To be done: Copy the following listing line for line, without changing anything.

Input for this task:
>>>>
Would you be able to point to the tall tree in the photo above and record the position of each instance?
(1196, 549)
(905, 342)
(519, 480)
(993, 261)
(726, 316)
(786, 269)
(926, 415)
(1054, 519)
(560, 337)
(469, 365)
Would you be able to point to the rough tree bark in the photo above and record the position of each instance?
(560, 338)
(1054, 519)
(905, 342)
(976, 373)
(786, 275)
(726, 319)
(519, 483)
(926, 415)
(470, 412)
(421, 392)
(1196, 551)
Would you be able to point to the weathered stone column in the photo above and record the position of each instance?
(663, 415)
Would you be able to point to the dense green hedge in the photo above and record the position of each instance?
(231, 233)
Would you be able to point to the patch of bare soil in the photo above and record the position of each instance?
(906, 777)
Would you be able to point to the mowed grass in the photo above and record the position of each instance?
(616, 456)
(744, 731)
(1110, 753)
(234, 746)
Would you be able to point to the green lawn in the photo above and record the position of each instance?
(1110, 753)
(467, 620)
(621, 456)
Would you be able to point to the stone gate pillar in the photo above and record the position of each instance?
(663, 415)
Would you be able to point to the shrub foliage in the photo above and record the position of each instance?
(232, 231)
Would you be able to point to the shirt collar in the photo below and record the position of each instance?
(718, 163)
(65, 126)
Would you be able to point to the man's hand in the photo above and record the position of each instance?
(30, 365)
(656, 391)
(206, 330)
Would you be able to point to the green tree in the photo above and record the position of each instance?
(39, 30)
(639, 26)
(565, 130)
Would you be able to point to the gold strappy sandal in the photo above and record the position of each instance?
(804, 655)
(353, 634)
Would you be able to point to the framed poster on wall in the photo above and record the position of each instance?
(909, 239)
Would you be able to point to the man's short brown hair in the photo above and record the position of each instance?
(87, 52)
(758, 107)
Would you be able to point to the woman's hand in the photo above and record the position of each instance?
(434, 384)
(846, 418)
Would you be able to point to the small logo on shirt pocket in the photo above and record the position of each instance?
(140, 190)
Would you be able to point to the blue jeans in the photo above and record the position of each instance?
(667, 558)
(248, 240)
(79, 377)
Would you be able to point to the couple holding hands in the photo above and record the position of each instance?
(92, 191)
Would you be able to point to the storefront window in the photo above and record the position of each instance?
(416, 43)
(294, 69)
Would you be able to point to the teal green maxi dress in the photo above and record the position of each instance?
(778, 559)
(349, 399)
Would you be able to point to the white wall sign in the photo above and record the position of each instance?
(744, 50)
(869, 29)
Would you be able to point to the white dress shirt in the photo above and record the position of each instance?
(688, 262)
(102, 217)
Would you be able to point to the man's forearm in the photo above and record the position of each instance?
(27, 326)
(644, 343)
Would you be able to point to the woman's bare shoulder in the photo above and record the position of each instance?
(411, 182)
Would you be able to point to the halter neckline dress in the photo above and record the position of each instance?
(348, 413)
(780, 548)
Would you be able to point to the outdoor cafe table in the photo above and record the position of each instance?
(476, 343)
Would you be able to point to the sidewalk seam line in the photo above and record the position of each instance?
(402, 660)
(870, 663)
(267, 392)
<<<<
Result of the task:
Would you be able to point to the tall tree in the photo above and record the position of each instance?
(1196, 549)
(905, 342)
(519, 480)
(993, 261)
(726, 316)
(786, 269)
(926, 415)
(1054, 519)
(560, 337)
(469, 365)
Would you be able to point to the rough tree bark in the photo above and record the position of each instance?
(560, 338)
(1054, 519)
(905, 342)
(976, 373)
(786, 275)
(726, 319)
(519, 483)
(926, 415)
(470, 412)
(421, 392)
(1196, 551)
Would you be able to point to the weathered stone column in the photo above and record the position of each instance?
(663, 415)
Would you be able to point to the dense green hedge in the photo above and record the position of each instance?
(231, 233)
Would you be able to point to the patch of bare soil in the photo above and record the position of each instance?
(906, 777)
Would you be able to point to the mowed grass in the photo above and record the position of each instance?
(616, 456)
(744, 731)
(1110, 753)
(234, 746)
Would you be able to point to the green lawn in the photo above and record the position of each instance?
(1110, 753)
(467, 620)
(621, 456)
Would you be able to point to the stone gate pillar in the photo above and record the position of each instance?
(663, 415)
Would you be able to point to the shrub foliage in the photo above and record the position of each instance?
(232, 231)
Would you be able to point to the shirt collar in the photo below and record the position of each instance?
(718, 163)
(65, 126)
Would you be able to point to the man's hand in the photo above and record the position of each instance?
(30, 365)
(656, 391)
(206, 330)
Would you be able to point to the green tree in the photo above and record the position of each instance?
(39, 30)
(639, 26)
(565, 130)
Would you be able to point to the gold strappy sandal in the photo above and record the position of each instance?
(804, 655)
(353, 634)
Would you be able to point to the framed poster on wall in the photo above and record the position of each instance?
(909, 239)
Would you be able to point to the man's short brown hair in the photo above and record the position of each instance?
(87, 52)
(758, 107)
Would you be able to point to the woman's hand in the photo above and record the position of each instance?
(434, 384)
(846, 418)
Would you be able to point to the small logo on shirt pocket in the photo above and record the position of each instance?
(140, 190)
Would you be able to point to the blue jeans in the photo above and record the position of each instance?
(667, 558)
(248, 240)
(79, 377)
Would you be able to point to the couple holding hands in the photo above and record the position of each instance?
(92, 191)
Would you be able to point to the storefront window in the photo above and record the position of each instance?
(416, 43)
(294, 69)
Would you be able to point to the teal green maxi dress in the photo above and record the position of each instance?
(778, 559)
(349, 399)
Would you be able to point to the white wall sign in the photo above and record the position of each instance?
(744, 50)
(869, 29)
Would you be able to point to the white dress shirt in the photo above and record the position of each instance?
(688, 262)
(102, 217)
Would you be able to point to the man's forearm in the photo above and record the position of each instance?
(27, 326)
(644, 343)
Would you be able to point to the woman's bare shoulder in the photo above and record the position of each instance?
(411, 182)
Would you be able to point to the halter neckline dress in the photo above and record the position of each instance?
(348, 413)
(780, 548)
Would you be able to point to the outdoor cafe table in the photo above and record the position of each instance?
(476, 343)
Would you be able to point to the sidewalk seam line in the photo above and record the position of each instance?
(402, 660)
(870, 663)
(267, 392)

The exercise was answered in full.